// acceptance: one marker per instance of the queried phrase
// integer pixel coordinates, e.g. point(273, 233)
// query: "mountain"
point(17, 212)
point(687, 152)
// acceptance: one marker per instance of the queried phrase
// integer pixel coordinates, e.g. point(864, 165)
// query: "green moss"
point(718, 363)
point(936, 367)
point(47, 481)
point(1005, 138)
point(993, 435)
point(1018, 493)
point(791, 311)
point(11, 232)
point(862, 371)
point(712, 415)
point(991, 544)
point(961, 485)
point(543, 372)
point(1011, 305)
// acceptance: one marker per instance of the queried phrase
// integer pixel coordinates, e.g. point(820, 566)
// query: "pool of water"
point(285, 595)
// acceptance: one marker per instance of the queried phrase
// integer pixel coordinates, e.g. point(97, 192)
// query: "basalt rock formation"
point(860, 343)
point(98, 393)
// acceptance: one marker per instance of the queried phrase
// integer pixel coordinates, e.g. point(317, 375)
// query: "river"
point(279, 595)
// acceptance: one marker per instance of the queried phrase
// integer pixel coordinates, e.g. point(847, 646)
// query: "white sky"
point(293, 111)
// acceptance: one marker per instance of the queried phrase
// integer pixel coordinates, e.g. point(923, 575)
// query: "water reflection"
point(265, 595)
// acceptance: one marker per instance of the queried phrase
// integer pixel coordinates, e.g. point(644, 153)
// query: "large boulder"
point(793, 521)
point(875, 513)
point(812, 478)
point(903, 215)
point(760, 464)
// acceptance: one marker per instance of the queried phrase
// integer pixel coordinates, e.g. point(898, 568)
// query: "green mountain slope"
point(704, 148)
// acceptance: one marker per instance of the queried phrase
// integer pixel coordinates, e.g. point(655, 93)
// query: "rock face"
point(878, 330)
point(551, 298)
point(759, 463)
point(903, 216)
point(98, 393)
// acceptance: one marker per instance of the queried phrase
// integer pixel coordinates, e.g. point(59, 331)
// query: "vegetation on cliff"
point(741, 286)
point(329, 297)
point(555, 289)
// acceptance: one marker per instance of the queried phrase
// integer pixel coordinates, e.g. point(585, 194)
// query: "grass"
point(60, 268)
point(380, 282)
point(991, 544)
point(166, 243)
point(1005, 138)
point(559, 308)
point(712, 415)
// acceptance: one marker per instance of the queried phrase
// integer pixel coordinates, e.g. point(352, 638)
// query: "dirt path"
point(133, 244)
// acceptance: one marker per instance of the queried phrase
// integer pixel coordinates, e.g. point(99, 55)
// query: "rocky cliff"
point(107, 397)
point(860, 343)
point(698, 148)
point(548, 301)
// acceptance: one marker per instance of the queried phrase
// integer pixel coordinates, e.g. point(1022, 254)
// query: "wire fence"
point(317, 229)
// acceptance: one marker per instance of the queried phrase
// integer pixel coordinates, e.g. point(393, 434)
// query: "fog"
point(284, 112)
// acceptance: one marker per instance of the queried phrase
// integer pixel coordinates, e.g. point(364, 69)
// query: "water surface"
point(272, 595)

#####

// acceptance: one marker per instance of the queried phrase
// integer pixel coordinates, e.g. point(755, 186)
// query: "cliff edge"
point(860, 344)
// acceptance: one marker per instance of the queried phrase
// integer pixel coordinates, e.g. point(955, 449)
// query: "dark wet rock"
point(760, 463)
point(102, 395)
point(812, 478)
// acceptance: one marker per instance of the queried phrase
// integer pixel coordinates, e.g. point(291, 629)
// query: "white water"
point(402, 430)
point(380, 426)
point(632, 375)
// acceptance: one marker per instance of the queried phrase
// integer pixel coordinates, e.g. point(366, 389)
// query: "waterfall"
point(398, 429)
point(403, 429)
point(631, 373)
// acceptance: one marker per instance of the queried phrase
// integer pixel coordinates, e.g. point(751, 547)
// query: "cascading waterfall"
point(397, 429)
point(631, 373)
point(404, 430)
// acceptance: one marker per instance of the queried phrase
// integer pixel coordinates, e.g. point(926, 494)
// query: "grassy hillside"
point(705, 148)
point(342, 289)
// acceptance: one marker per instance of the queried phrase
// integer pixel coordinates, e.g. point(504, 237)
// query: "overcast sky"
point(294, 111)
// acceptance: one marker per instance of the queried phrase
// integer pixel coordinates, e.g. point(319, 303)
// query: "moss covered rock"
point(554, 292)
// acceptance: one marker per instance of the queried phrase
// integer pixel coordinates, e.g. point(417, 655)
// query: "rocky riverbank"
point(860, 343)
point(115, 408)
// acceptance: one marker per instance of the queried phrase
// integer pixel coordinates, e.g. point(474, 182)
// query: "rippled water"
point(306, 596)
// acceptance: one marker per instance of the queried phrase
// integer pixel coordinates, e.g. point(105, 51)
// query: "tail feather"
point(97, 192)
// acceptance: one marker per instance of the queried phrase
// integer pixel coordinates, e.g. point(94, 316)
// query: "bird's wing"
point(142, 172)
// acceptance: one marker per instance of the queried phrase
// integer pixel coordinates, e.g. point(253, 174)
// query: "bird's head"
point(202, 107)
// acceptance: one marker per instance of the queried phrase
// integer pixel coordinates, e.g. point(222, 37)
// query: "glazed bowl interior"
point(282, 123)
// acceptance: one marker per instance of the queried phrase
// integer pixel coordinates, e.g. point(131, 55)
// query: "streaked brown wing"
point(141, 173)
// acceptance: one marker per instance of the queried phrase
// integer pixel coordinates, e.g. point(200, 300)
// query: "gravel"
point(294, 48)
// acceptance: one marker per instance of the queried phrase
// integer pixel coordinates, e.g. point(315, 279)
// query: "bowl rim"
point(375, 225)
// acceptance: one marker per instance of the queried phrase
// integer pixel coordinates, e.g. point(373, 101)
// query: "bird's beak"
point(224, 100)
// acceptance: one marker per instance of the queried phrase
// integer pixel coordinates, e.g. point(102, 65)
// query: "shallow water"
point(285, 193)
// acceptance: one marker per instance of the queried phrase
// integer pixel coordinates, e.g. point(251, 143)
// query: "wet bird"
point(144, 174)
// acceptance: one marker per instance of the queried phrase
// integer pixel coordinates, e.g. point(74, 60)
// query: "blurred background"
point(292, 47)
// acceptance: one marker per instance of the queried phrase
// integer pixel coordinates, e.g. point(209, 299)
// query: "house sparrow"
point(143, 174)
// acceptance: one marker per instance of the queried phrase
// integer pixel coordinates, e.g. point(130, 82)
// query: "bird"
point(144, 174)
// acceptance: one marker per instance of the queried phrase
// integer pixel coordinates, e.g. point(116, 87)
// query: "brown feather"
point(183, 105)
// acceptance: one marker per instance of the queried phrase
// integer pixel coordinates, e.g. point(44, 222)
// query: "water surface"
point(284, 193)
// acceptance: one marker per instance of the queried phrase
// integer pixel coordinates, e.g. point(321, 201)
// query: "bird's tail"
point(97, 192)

#####

Go through the records above and copy out, in full, every line that contains the word "green".

// query: "green moss"
// query: "green mountain slope"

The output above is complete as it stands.